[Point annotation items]
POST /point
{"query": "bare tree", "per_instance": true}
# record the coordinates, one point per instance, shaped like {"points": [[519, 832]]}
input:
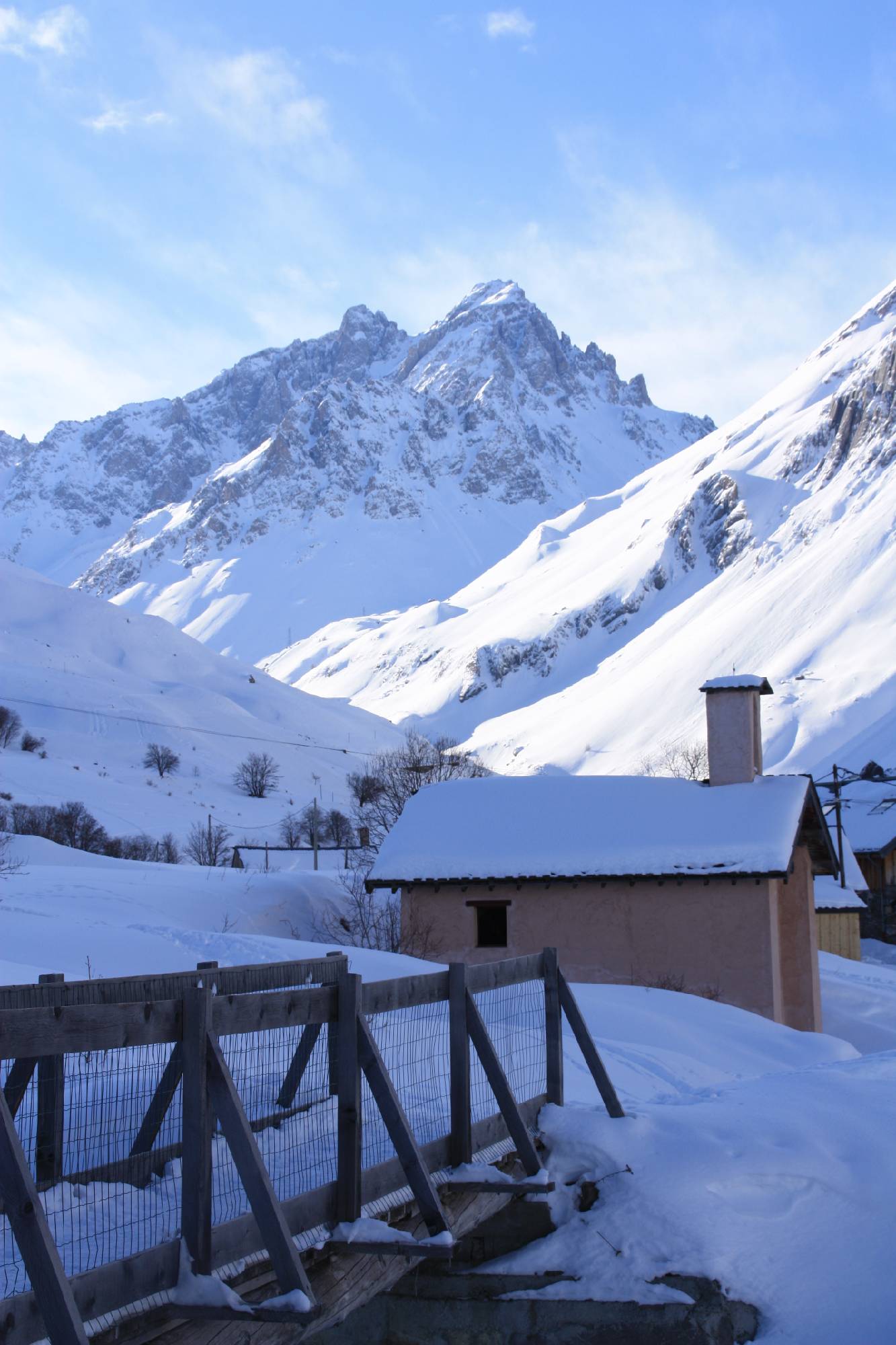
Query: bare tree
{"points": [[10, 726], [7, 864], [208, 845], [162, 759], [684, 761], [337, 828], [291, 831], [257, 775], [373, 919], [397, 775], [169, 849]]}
---
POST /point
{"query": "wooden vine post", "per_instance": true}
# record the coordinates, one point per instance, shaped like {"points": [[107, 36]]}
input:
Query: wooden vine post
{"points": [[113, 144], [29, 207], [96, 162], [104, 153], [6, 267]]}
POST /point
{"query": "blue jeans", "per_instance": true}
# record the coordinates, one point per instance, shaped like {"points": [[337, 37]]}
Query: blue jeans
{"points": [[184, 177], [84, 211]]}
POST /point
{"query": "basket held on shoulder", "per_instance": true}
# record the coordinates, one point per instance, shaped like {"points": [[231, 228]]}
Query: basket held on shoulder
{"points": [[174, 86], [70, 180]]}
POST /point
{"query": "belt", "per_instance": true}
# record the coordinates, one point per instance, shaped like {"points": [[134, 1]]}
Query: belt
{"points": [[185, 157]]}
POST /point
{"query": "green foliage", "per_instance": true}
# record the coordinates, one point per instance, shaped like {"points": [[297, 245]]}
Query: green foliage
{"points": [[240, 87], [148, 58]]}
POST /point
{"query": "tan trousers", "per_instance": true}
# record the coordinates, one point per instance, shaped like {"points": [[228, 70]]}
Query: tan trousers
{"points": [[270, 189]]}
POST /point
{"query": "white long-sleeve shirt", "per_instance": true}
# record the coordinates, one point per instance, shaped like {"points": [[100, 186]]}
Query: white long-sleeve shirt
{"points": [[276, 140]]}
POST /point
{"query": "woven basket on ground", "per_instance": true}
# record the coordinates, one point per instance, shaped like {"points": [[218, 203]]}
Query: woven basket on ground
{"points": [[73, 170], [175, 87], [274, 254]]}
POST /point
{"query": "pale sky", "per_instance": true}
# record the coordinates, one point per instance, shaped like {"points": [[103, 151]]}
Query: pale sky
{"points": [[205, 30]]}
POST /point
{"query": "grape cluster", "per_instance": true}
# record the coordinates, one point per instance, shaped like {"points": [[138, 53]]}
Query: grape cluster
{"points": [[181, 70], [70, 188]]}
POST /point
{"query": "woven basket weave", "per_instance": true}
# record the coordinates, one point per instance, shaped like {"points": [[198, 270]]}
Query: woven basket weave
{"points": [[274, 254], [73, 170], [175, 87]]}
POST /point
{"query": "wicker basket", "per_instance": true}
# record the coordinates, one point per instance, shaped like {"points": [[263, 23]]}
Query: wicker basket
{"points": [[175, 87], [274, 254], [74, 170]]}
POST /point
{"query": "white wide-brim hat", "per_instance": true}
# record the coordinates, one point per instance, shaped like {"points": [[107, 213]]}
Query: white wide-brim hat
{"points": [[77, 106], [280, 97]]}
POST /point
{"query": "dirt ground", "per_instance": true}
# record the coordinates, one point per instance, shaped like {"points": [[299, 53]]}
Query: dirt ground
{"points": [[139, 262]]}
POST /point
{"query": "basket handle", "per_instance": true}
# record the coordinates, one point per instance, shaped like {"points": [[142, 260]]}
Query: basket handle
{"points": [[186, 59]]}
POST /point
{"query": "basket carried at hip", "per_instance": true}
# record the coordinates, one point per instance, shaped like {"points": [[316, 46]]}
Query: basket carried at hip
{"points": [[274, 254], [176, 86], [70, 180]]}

What is asked
Collect every line in the items above that contains the string "foliage" and copy each one in full. The match is case-sensitive.

Output
{"query": "green foliage", "per_instance": true}
Query: green foliage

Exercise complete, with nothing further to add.